##### Sección del texto #####

En nuestra ciudad conviven personas de muchas nacionalidades, siendo los más numerosos los bolivianos, con una colonia de más de dos mil personas. Suelo ver a muchas bolivianas en los parques al cuidado de nuestros niños y viejos, lo que significa que se han ido ganando a fuerza de trabajo y dedicación nuestra confianza, pues no a cualquiera se le otorga el cuidar lo que más queremos. A ellos, presurosos, encaminarse con la amanecida a trabajar a la obra o al taller. Son gentes laboriosas y honradas que me recuerdan a mi propio padre cuando iba a la misma hora, con el bocadillo bajo el brazo envuelto en papel de periódico y el mismo tabardo pasado ya entonces de moda a trabajar a una fábrica para sacarnos adelante. Me fijo también en que entre ellos hay emprendedores que empiezan a montar negocios que, aunque en principio orientaban a una clientela de su propia comunidad, como los de la venta de productos de su tierra, ahora ya se dirigen con éxito a un público general. Prosperan golpe a golpe pero no verso a verso, que en la miseria no hay rimas que valgan y solo abundan el sudor y las lágrimas.

Hace un par de semanas, el 15 de febrero, tuve la ocasión de verles desfilar por las calles de Las Arenas bajo un aguacero considerable y con un frío de mil demonios celebrando el Carnaval a la manera de su tierra. Yo, con el carácter acomodaticio de quienes tenemos el chusco asegurado, pensé que el desfile se suspendería y se contentarían con la celebración de la misa y la posterior comida que tenían programada. Qué ingenuo. Acabados los oficios religiosos, se enfundaron en sus ligeros vestidos carnavaleros y se marcaron un pasacalles de dos horas bajo las condiciones más inclementes que imaginarse pueda. No desaparecieron en todo el recorrido ni las sonrisas de sus caras, ni el entusiasmo con el que bailaban al son de músicas que a los ignorantes siempre nos recuerdan esa canción que Simon y Garfunkel le hicieron a un cóndor. De hecho, en determinados tramos, la policía local tuvo que meterles prisa para que no se pasaran del tiempo permitido, pues el caos circulatorio empezaba ya a cundir con el consiguiente enfado de algunos vecinos que llegaban tarde a tomar vinos dos calles más allá. Qué derroche de alegría.

##### Registros mostrados #####

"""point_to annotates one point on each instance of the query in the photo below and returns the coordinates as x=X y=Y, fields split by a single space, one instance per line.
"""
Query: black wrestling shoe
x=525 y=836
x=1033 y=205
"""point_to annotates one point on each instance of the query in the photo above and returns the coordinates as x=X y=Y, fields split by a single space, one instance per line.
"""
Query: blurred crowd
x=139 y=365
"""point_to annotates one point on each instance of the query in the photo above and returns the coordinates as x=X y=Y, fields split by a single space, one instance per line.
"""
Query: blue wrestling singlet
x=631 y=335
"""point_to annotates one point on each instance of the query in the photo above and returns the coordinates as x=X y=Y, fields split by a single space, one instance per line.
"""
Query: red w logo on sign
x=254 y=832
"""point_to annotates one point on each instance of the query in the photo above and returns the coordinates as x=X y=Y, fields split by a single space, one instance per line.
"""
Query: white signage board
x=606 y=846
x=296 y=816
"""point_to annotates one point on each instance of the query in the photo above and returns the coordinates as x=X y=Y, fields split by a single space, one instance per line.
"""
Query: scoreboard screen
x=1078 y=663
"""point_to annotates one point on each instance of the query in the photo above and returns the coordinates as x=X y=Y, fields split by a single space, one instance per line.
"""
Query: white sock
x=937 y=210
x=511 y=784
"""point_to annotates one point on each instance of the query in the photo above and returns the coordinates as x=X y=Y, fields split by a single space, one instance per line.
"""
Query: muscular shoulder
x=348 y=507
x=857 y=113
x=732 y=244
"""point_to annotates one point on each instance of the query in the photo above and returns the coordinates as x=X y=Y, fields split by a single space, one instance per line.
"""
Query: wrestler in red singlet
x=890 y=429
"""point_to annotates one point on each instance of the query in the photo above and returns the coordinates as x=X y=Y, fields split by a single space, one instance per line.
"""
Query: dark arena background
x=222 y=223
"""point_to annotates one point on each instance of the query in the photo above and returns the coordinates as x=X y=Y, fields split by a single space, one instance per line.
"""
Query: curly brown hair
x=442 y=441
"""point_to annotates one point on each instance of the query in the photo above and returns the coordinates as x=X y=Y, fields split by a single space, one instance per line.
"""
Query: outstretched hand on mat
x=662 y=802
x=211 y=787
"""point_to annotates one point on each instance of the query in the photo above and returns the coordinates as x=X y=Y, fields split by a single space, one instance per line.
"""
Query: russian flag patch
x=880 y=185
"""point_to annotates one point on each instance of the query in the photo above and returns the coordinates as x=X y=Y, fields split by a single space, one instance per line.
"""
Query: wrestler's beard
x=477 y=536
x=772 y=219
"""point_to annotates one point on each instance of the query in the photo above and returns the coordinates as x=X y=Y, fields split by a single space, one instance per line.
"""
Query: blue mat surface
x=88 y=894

#####

* _Tareas a realizar_
1: Responde estas preguntas sobre el texto de la colonia boliviana:
(a) ¿De cuántas personas es la colonia boliviana de la ciudad?
(b) ¿En qué fecha desfilaron por las calles de Las Arenas?
(c) ¿Cuánto duró el pasacalles?
2: Prosigue el texto sobre la colonia boliviana desde donde termina.

* _Tus respuestas escritas_
1:
(a) De más de dos mil personas.
(b) El 15 de febrero.
(c) Dos horas.

2:
Y viendo esto, uno no puede por menos de pensar que cuando las personas ponen este entusiasmo en algo, el mundo es suyo. Y que ahora que nuestra sociedad sufre del mal de la apatía por culpa de una crisis que creímos que nunca llegaría, ahora que muchos adolescentes se esconden en oscuras lonjas porque nadie les ofrece fuera la diversión a la que todo joven tiene derecho, ahora que nos peleamos entre nosotros y que cada vez buscamos mas cosas que nos separan en lugar de ver lo que nos une, llegan ellos y nos dan una lección que no se si querremos aprender, pero que está ahí para quien la quiera ver. Una lección de esfuerzo, de constancia, de poner al mal tiempo buena cara, de recordar que cuando ganas cinco hay que guardar una, o si puedes dos, para cuando vengan mal dadas, que siempre vienen. En fin, lo que nos enseñaron nuestros mayores y que fuimos olvidando por el camino cuando nos dijeron que éramos europeos como los alemanes y ricos como los qataríes, y que el dinero que nos daban los bancos era de balde y luego no lo fue. Me alegro de ver a esta gente en Getxo porque nos enriquecen sin ningún género de duda. Ellos tienen también sus sombras y lo saben. Frenar el consumo de alcohol en fin de semana que aqueja a algunos de sus nacionales, producto quizás del desarraigo, o ahondar en las políticas de igualdad de género, son algunas de sus asignaturas pendientes y ahí me gustaría ver a los servicios municipales con sus campañas de sensibilización.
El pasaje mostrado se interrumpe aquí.